What to produce: Copy every one of the following rows character for character, changing nothing.

Segmentation annotation rows
────────────────────────────────────────
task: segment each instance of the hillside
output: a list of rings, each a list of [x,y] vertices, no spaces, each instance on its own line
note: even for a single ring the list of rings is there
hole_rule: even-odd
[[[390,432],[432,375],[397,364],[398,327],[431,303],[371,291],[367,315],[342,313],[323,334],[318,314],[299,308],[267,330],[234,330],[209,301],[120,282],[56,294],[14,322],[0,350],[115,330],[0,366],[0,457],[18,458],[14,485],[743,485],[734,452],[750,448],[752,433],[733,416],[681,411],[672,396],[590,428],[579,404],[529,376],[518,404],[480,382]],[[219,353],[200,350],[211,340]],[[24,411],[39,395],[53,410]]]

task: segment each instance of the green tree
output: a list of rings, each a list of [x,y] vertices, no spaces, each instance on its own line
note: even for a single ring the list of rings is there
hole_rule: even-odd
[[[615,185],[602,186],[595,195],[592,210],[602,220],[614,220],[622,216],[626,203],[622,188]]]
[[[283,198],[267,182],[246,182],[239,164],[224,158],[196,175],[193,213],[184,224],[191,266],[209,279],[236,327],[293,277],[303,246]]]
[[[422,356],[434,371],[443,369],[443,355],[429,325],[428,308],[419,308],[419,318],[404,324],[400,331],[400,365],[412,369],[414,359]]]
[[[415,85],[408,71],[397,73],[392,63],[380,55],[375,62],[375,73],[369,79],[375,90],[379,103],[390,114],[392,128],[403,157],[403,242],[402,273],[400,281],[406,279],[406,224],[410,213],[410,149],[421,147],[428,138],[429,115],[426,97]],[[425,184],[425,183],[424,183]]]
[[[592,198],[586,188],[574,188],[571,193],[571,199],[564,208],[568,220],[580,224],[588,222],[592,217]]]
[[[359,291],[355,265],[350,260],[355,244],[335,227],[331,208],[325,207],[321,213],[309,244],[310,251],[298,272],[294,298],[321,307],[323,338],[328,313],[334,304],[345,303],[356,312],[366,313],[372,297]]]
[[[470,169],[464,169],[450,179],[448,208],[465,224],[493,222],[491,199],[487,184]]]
────────────────────────────────────────
Correct output:
task: segment each instance of the hillside
output: a list of rings, each a list of [x,y] vertices, no spaces, each instance on its own line
note: even for a single ring the list of rings is there
hole_rule: even-odd
[[[390,432],[432,375],[397,364],[398,327],[431,303],[371,291],[367,315],[342,313],[323,334],[318,314],[299,308],[267,330],[234,330],[209,301],[120,282],[56,294],[14,322],[0,350],[115,330],[0,366],[0,457],[18,458],[14,485],[743,485],[734,452],[750,448],[752,433],[733,416],[681,411],[672,396],[590,428],[579,404],[529,376],[518,404],[480,382]],[[219,353],[200,350],[211,340]],[[24,411],[39,395],[53,410]]]

task: segment each instance of the green tree
output: a list of rings, each a list of [x,y] vertices, no spaces, each instance on its own line
note: even for a single ring the list of rings is there
hole_rule: even-odd
[[[615,185],[602,186],[595,195],[592,210],[602,220],[614,220],[622,216],[626,203],[622,188]]]
[[[283,198],[267,182],[246,182],[239,164],[224,158],[196,175],[193,213],[184,224],[191,266],[209,279],[236,327],[293,277],[303,246]]]
[[[422,356],[434,371],[443,369],[443,355],[429,325],[428,308],[419,308],[419,318],[404,324],[400,331],[400,365],[412,369],[414,359]]]
[[[415,85],[408,71],[397,73],[392,63],[380,55],[375,62],[375,73],[369,79],[375,90],[379,103],[390,114],[392,128],[403,157],[403,242],[402,273],[400,281],[406,279],[406,224],[410,213],[410,149],[421,147],[428,138],[429,115],[426,97]],[[425,184],[425,183],[424,183]]]
[[[592,198],[586,188],[574,188],[571,193],[571,199],[564,208],[568,220],[580,224],[588,222],[592,217]]]
[[[359,291],[355,265],[350,260],[355,244],[335,227],[331,208],[325,207],[321,213],[309,244],[310,251],[298,272],[294,298],[321,307],[323,338],[328,313],[334,304],[345,303],[356,312],[366,313],[372,297]]]
[[[470,169],[464,169],[450,179],[448,208],[465,224],[493,222],[491,199],[487,184]]]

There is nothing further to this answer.